--- INFORMATION GIVEN ---

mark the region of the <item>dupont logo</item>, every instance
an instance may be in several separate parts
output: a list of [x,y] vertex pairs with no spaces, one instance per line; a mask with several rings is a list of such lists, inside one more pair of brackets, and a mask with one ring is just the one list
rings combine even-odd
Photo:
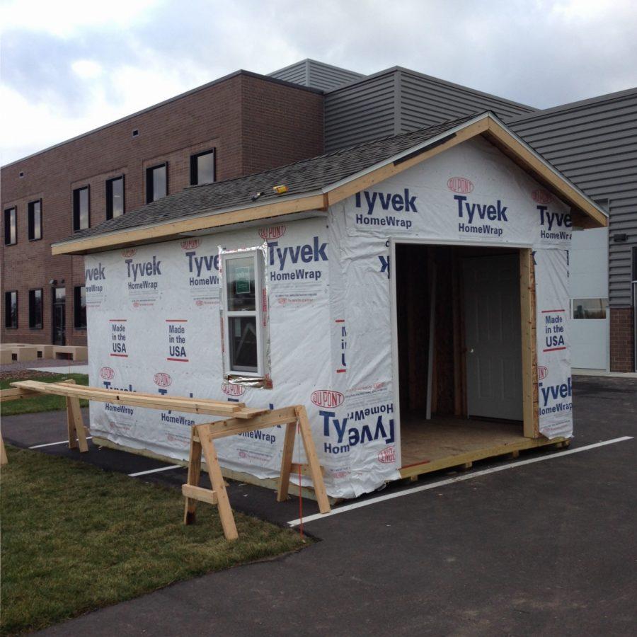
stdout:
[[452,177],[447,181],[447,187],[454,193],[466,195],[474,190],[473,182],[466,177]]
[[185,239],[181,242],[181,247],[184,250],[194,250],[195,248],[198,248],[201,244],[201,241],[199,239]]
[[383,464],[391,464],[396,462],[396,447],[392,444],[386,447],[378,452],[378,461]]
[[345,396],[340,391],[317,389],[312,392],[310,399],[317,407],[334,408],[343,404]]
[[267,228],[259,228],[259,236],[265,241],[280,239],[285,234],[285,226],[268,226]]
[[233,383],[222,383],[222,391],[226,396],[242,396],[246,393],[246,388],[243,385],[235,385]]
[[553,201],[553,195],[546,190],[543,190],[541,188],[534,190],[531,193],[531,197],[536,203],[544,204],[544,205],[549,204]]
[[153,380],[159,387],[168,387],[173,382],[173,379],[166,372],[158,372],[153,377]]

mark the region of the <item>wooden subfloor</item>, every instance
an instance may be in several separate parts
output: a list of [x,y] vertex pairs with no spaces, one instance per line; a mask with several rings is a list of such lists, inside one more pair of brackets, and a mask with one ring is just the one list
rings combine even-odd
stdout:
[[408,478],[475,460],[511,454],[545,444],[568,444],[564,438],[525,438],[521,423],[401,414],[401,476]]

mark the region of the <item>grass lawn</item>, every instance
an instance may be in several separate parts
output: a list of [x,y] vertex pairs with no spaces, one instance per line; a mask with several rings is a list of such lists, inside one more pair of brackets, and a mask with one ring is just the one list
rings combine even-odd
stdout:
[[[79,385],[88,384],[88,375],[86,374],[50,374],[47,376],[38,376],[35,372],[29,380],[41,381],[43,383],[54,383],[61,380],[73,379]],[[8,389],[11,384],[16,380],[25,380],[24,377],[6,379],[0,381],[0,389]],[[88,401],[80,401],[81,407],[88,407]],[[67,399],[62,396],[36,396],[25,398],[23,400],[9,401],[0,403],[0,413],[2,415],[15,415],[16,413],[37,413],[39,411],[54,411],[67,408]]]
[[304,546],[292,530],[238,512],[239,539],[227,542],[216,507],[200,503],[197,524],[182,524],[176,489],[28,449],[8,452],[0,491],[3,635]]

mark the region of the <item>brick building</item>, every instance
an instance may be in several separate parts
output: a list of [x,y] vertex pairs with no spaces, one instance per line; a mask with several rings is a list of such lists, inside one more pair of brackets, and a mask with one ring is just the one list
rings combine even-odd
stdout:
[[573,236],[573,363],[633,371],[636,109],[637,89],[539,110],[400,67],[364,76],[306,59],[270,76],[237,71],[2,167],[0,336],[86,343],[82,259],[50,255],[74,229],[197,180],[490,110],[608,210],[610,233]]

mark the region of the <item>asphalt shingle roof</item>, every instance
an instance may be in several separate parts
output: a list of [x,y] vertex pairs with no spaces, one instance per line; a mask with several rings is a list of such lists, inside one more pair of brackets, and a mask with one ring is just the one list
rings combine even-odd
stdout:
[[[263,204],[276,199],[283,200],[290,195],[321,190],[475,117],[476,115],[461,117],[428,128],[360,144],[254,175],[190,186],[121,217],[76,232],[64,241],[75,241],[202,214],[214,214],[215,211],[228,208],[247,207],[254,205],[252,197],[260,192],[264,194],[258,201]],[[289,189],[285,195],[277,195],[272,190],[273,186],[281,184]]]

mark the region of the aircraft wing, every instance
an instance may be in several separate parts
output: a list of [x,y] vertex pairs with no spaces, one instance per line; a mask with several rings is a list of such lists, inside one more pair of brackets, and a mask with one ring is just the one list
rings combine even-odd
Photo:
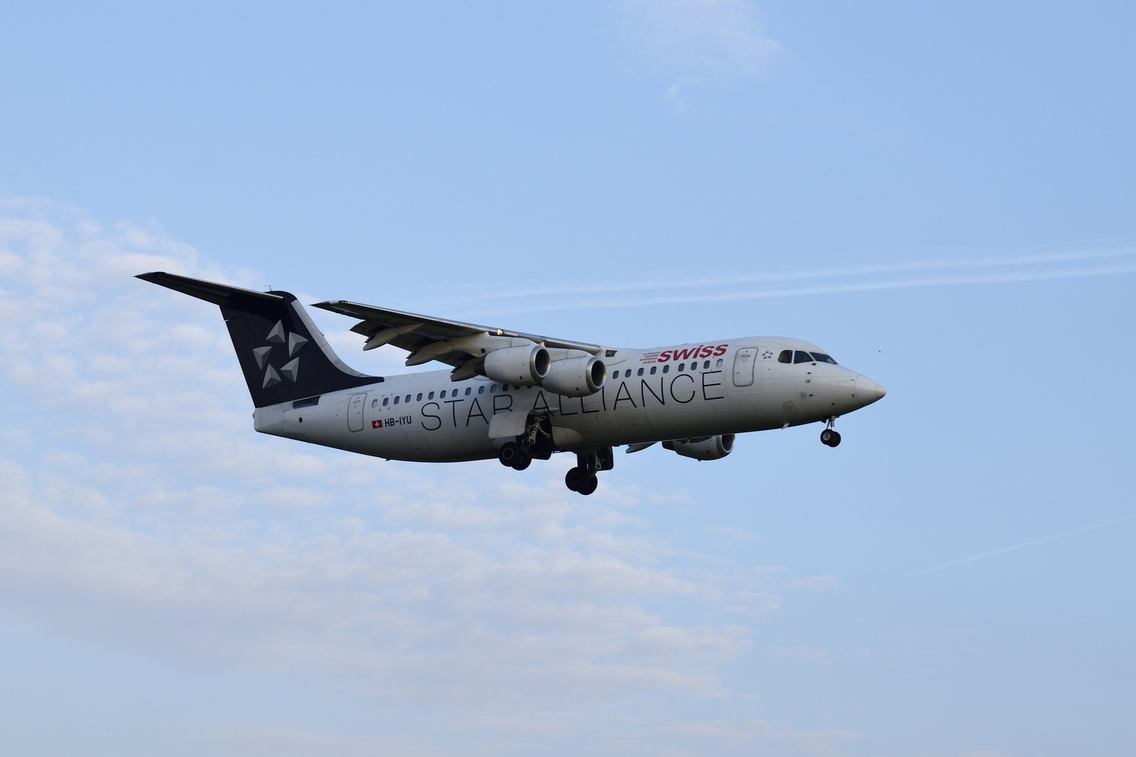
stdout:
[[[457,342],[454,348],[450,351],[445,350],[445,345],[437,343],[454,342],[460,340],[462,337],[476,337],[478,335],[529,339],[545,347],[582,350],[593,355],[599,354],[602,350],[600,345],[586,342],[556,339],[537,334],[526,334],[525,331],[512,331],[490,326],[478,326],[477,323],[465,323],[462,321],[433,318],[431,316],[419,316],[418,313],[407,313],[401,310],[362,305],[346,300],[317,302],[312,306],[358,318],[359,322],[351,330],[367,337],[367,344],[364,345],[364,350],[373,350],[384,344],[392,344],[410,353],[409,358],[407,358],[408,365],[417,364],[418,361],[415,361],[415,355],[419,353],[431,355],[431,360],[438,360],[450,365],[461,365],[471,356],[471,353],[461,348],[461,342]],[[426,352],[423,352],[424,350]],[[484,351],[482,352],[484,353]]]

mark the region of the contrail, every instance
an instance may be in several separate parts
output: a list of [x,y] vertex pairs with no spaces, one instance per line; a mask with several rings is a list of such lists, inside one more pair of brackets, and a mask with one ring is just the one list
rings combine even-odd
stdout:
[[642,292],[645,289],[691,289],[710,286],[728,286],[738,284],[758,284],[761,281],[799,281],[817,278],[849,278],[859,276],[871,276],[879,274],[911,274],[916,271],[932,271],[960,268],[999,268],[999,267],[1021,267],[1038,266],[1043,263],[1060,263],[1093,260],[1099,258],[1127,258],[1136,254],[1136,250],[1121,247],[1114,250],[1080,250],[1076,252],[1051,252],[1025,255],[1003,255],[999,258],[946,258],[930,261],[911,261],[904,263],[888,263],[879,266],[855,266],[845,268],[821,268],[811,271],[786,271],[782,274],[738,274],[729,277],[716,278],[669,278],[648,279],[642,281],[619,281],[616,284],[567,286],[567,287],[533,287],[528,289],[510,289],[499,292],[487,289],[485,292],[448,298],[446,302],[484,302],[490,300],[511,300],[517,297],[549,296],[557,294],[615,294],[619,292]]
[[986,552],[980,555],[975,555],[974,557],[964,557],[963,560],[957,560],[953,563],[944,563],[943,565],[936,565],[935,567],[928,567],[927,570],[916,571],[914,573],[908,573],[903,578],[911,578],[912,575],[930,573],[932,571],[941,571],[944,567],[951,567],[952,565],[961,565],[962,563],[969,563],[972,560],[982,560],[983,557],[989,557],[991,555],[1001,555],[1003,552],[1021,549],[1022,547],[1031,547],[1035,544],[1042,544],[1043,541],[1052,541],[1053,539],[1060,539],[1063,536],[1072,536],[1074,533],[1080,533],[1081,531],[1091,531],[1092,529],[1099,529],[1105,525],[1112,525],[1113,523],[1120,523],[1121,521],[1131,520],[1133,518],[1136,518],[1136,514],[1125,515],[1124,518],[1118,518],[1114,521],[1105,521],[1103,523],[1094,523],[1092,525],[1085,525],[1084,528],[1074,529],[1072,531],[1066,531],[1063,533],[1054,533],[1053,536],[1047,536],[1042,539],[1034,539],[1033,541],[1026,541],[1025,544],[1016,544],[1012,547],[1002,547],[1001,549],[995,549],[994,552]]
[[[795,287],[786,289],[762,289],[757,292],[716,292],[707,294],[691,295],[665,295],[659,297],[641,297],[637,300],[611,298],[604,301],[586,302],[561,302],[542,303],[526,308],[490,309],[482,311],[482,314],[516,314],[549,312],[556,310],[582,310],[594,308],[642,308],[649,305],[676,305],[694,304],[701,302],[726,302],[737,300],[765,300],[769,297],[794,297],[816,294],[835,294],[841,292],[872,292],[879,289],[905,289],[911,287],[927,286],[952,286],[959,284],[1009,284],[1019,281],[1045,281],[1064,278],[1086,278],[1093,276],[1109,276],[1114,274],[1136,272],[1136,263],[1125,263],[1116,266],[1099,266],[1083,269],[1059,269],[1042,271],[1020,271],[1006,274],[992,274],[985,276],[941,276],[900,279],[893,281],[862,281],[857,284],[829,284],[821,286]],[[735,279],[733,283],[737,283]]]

---

**WHAT IS NEEDED**
Your copy of the data should match it exactly, except that pictures are left out.

**COMPLETE RESPONSE**
mark the region of the <item>dupont logo</item>, every instance
an instance may be in several separate parts
output: a list of [x,y] vertex pairs with no spaces, one instance per line; a mask with several rings is a list of such lists, inside one more pair of brackets, and a mask with one ring is just the one list
rings combine even-odd
Photo:
stdout:
[[452,177],[447,181],[447,187],[454,193],[466,195],[474,190],[473,182],[466,177]]
[[185,239],[181,242],[181,247],[184,250],[194,250],[195,248],[198,248],[201,244],[201,241],[199,239]]
[[383,464],[391,464],[396,462],[396,447],[392,444],[386,447],[378,452],[378,461]]
[[345,396],[340,391],[317,389],[312,392],[310,399],[317,407],[334,408],[343,404]]
[[267,228],[259,228],[259,236],[265,241],[280,239],[285,234],[285,226],[268,226]]
[[233,383],[222,383],[222,391],[226,396],[242,396],[246,393],[246,388],[243,385],[235,385]]
[[553,201],[553,195],[546,190],[543,190],[541,188],[534,190],[531,193],[531,197],[536,203],[544,204],[544,205],[549,204]]
[[153,380],[159,387],[168,387],[173,382],[173,379],[166,372],[158,372],[153,377]]

mark the region of the <item>wooden subfloor</item>, every instance
an instance may be in several separate parts
output: a list of [x,y] vertex pairs with no spaces, one instance per line; a mask with several rings is a list of such lists, inside one more pair of brackets, and a mask with one ring is just the one list
rings combine even-odd
stdout:
[[408,478],[475,460],[511,454],[545,444],[568,444],[564,438],[525,438],[521,423],[401,414],[401,476]]

mark the region of the <item>grass lawn</item>, every instance
an instance may be in several separate parts
output: a list of [x,y] vertex pairs with no spaces, one instance per line; a mask with several rings is a list of such lists, inside one more pair of brackets, and a mask with one ring is just the one list
rings combine even-odd
stdout:
[[[79,385],[88,384],[88,375],[86,374],[50,374],[47,376],[38,376],[35,372],[29,380],[41,381],[43,383],[54,383],[61,380],[73,379]],[[8,389],[11,384],[16,380],[25,380],[24,377],[6,379],[0,381],[0,389]],[[88,401],[80,401],[81,407],[88,407]],[[67,399],[62,396],[36,396],[25,398],[23,400],[9,401],[0,403],[0,413],[2,415],[15,415],[16,413],[37,413],[39,411],[54,411],[67,408]]]
[[304,546],[292,530],[238,512],[239,539],[227,542],[216,507],[200,503],[197,524],[182,524],[176,489],[28,449],[8,452],[0,491],[3,635]]

mark the region of the <item>brick building</item>, every instance
an instance may be in several separate parts
output: a list of [x,y] vertex pairs with no spaces, one instance per line; a mask with several rings is a list of such lists, inside one more pair of brackets, and a mask with one ring is just the one list
rings combine even-odd
stdout:
[[573,236],[573,363],[633,371],[636,109],[637,89],[539,110],[400,67],[364,76],[306,59],[270,76],[237,71],[2,167],[0,336],[86,343],[82,259],[50,255],[74,229],[197,180],[490,110],[608,210],[610,233]]

mark the region of the <item>asphalt shingle roof</item>, every instance
an instance may be in several separate parts
output: a list of [x,y] vertex pairs with no spaces, one instance per line; a mask with several rings is a list of such lists, inside one more pair of brackets, and a mask with one ring is just the one list
rings combine even-odd
stdout:
[[[263,204],[276,199],[283,200],[290,195],[321,190],[475,117],[476,115],[461,117],[428,128],[360,144],[254,175],[190,186],[121,217],[76,232],[64,241],[75,241],[202,214],[214,214],[215,211],[228,208],[247,207],[254,205],[252,197],[260,192],[264,194],[258,201]],[[289,189],[285,195],[277,195],[272,190],[273,186],[281,184]]]

mark the region of the aircraft wing, every instance
an instance may be in several separate parts
output: a list of [x,y] vertex pairs with no spaces, one instance per line; a mask with several rings is a list of such lists, inside one more pair of brackets, and a mask with one ring is just the one list
rings combine even-odd
Photo:
stdout:
[[[457,342],[454,348],[450,351],[445,350],[445,345],[437,343],[454,342],[460,340],[462,337],[476,337],[478,335],[529,339],[545,347],[582,350],[593,355],[599,354],[602,350],[600,345],[586,342],[556,339],[537,334],[526,334],[525,331],[512,331],[490,326],[478,326],[477,323],[465,323],[462,321],[433,318],[431,316],[419,316],[418,313],[407,313],[401,310],[362,305],[346,300],[317,302],[312,306],[358,318],[359,322],[351,330],[367,337],[367,344],[364,345],[364,350],[373,350],[384,344],[392,344],[410,353],[409,358],[407,358],[408,365],[417,364],[418,361],[415,361],[415,355],[419,353],[431,355],[431,360],[438,360],[450,365],[461,365],[471,356],[471,353],[461,348],[461,342]],[[426,352],[423,352],[424,350]],[[484,351],[482,352],[484,353]]]

mark the region of the contrail, every instance
an instance may be in several separate parts
output: a list of [x,y] vertex pairs with no spaces, one instance per line; a mask with several rings is a list of such lists, inside one more pair of brackets, and a mask with one ring is just the one list
rings combine even-odd
stdout:
[[642,292],[645,289],[691,289],[710,286],[728,286],[738,284],[758,284],[761,281],[799,281],[817,278],[849,278],[859,276],[871,276],[879,274],[911,274],[916,271],[932,271],[960,268],[999,268],[999,267],[1021,267],[1038,266],[1043,263],[1060,263],[1093,260],[1099,258],[1127,258],[1136,254],[1136,250],[1121,247],[1114,250],[1080,250],[1076,252],[1051,252],[1025,255],[1003,255],[999,258],[946,258],[930,261],[911,261],[904,263],[888,263],[879,266],[855,266],[845,268],[821,268],[811,271],[786,271],[782,274],[738,274],[729,277],[716,278],[669,278],[648,279],[642,281],[619,281],[616,284],[567,286],[567,287],[533,287],[528,289],[510,289],[499,292],[487,289],[485,292],[448,298],[446,302],[484,302],[490,300],[511,300],[517,297],[549,296],[557,294],[615,294],[619,292]]
[[986,552],[980,555],[975,555],[974,557],[964,557],[963,560],[957,560],[953,563],[944,563],[943,565],[936,565],[935,567],[928,567],[927,570],[916,571],[914,573],[908,573],[903,578],[911,578],[912,575],[930,573],[932,571],[941,571],[944,567],[951,567],[952,565],[961,565],[962,563],[969,563],[972,560],[982,560],[983,557],[989,557],[991,555],[1001,555],[1003,552],[1021,549],[1022,547],[1031,547],[1035,544],[1042,544],[1043,541],[1052,541],[1053,539],[1060,539],[1063,536],[1072,536],[1074,533],[1080,533],[1081,531],[1091,531],[1092,529],[1099,529],[1105,525],[1112,525],[1113,523],[1120,523],[1121,521],[1131,520],[1133,518],[1136,518],[1136,514],[1125,515],[1124,518],[1118,518],[1114,521],[1105,521],[1103,523],[1094,523],[1092,525],[1085,525],[1084,528],[1074,529],[1072,531],[1066,531],[1063,533],[1054,533],[1053,536],[1047,536],[1042,539],[1034,539],[1033,541],[1026,541],[1025,544],[1016,544],[1012,547],[1002,547],[1001,549],[995,549],[994,552]]
[[[795,287],[786,289],[762,289],[757,292],[716,292],[707,294],[691,295],[665,295],[659,297],[641,297],[637,300],[611,298],[604,301],[586,302],[561,302],[542,303],[526,308],[490,309],[482,311],[482,314],[516,314],[549,312],[556,310],[582,310],[594,308],[642,308],[649,305],[676,305],[694,304],[701,302],[726,302],[737,300],[765,300],[769,297],[794,297],[816,294],[835,294],[841,292],[872,292],[879,289],[905,289],[911,287],[927,286],[952,286],[959,284],[1009,284],[1019,281],[1045,281],[1064,278],[1086,278],[1093,276],[1109,276],[1114,274],[1136,272],[1136,263],[1125,263],[1116,266],[1099,266],[1083,269],[1059,269],[1042,271],[1020,271],[1006,274],[992,274],[985,276],[941,276],[900,279],[893,281],[862,281],[857,284],[829,284],[821,286]],[[735,279],[733,283],[737,283]]]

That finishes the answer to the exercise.